In fairness to the panel, there were tensions between the Democratic majority and the GOP minority. The Journal reports that Republicans wished to be more forceful about allocating blame to the global credit bubble, though it as yet unclear whether the Fed itself would be blamed for creating the bubble. Both sides apparently, blamed financial institutions' excessive leverage and credit-rating agencies that graded issues optimistically.
What is most ironic about this report is that central banks have issued another US$20 to US$50 TRILLION into the market in the past two years in order to try to salvage the world's essentially unsalvageable dollar-reserve system. This is money that cannot be "sterilized" or otherwise fully removed no matter what Ben Bernanke maintains.
The currency apparently is beginning to circulate now and this will cause tremendous price inflation. Food riots are already beginning in Africa and the Middle East over high food prices. The damage is just beginning, even as the US Commission is gravely determining who is to blame – and missing badly.
The Commission has arrived at misguided conclusions. It may be said that such terrible conclusions are purposefully misguided, or perhaps they are merely the result of willful ignorance. What is clear – in our humble opinion – is that the Commission misjudges the mood and knowledge of the average American. Many people are well aware now of how the money system operates and where the money comes from that has been lavished on ruined companies – trillions and trillions of dollars.
Conclusion: The anger is growing as times grow tougher. Efforts at deflecting blame from central banks will likely not have any significant effect in the 21st century. Too many know too much. It seems to us a change is coming.
Posted by Ingo Bischoff on 01/28/11 11:26 PM
"... I've been initiated into the secret fraternity of gold bugs."
Posted by Vauung on 01/28/11 06:06 PM
@ Ingo Bischoff, John Danforth
You two have convinced me -- I've been initiated into the secret fraternity of gold bugs.

###

*TASKS TO PERFORM*:
A - Answer each question using the commentary on the Commission report:
(i) Which two things did both sides blame?
(ii) Where are food riots said to be beginning?
(iii) How much money does the text say central banks have issued in the past two years?
B - From the commentary on the Commission report, write out the passage from "The Commission has" to "change is coming." word for word.

*MATERIAL*:
###

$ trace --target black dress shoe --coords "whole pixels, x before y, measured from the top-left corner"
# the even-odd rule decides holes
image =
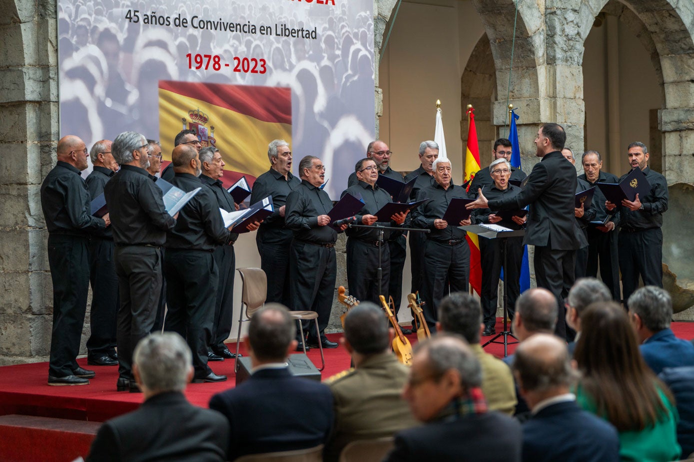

###

*EXERCISE ANSWERS*:
A -
(i) Financial institutions' excessive leverage and credit-rating agencies that graded issues optimistically.
(ii) In Africa and the Middle East.
(iii) Another US$20 to US$50 trillion.

B -
The Commission has arrived at misguided conclusions. It may be said that such terrible conclusions are purposefully misguided, or perhaps they are merely the result of willful ignorance. What is clear – in our humble opinion – is that the Commission misjudges the mood and knowledge of the average American. Many people are well aware now of how the money system operates and where the money comes from that has been lavished on ruined companies – trillions and trillions of dollars.
Conclusion: The anger is growing as times grow tougher. Efforts at deflecting blame from central banks will likely not have any significant effect in the 21st century. Too many know too much. It seems to us a change is coming.